» Instructions to follow:
Where the string "curving" appears in a line of the material below, copy that line.

» Given entries:
⁂

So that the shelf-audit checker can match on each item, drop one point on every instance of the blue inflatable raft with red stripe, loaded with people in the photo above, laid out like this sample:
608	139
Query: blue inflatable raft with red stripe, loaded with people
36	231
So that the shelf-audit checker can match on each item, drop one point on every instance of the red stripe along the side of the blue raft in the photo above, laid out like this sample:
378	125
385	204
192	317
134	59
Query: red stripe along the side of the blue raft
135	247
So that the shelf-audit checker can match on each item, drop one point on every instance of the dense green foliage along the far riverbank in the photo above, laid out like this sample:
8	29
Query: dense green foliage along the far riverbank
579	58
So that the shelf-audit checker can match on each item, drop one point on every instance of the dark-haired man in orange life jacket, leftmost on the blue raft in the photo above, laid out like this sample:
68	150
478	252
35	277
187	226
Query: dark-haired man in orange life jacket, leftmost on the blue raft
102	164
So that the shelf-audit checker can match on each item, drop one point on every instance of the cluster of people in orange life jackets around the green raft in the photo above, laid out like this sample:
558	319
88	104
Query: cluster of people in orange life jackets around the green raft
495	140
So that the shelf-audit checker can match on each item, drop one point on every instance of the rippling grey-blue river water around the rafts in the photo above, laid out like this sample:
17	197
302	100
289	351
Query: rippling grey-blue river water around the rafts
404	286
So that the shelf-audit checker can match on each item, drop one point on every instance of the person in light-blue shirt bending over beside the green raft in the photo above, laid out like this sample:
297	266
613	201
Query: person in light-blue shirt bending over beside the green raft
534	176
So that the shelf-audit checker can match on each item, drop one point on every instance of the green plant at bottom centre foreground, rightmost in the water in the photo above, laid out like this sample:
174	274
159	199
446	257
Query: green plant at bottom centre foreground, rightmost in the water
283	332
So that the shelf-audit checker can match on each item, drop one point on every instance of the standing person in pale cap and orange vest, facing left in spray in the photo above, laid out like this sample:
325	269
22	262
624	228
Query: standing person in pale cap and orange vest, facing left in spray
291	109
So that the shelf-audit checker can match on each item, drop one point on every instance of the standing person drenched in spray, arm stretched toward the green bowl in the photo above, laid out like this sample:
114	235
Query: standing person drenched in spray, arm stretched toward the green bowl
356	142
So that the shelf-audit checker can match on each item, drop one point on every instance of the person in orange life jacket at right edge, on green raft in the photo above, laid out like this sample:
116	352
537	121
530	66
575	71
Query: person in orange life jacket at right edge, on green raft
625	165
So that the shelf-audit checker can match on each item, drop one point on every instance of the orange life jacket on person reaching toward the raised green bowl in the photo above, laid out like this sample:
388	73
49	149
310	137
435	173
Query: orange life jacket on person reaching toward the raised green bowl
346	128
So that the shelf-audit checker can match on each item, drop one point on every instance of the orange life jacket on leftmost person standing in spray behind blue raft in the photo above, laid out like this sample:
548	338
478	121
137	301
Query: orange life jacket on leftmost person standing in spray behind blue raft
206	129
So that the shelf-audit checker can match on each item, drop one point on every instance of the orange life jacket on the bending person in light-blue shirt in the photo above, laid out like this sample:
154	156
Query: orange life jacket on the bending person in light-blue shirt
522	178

⁂

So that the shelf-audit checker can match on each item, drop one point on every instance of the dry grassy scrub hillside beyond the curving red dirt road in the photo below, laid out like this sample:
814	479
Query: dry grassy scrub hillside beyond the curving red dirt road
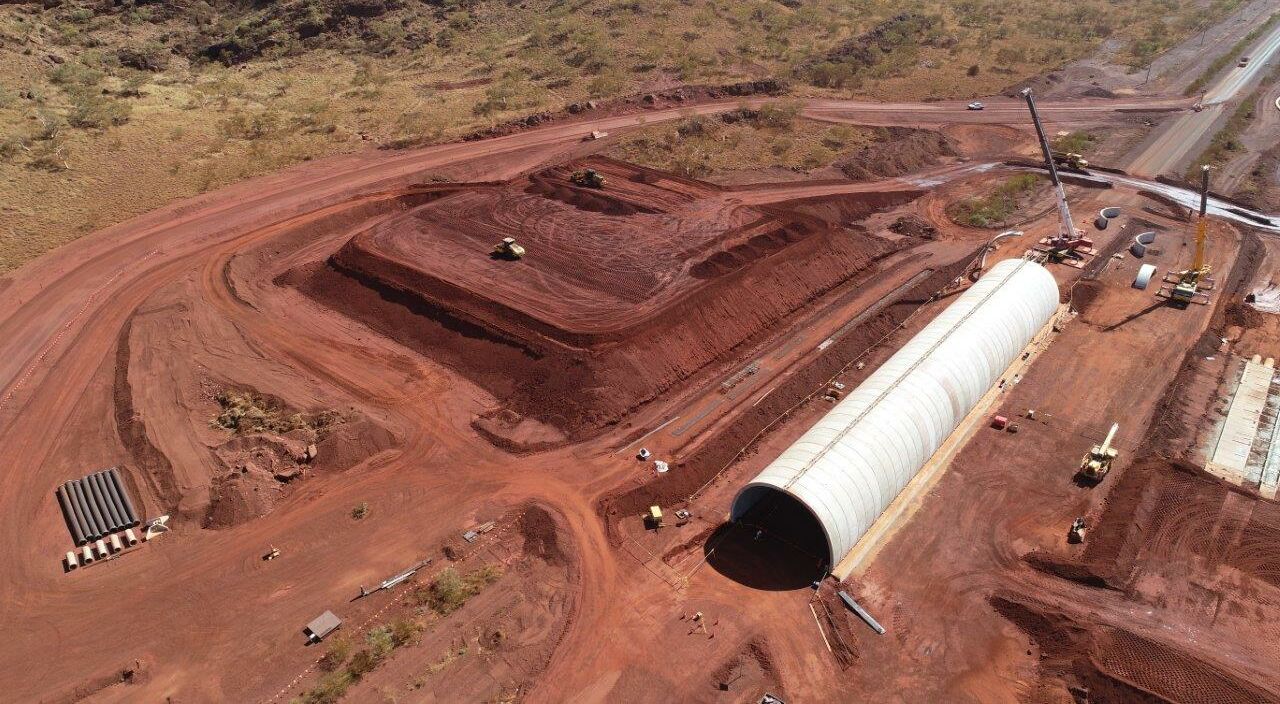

⁂

» The answer:
So that the shelf-audit checker can match on each item, drop one point on every instance of the dry grassy scrub hillside beyond the curving red dirt road in the photo below, laid out like this sample:
Query: dry grassy scrub hillside beyond the curving red dirt road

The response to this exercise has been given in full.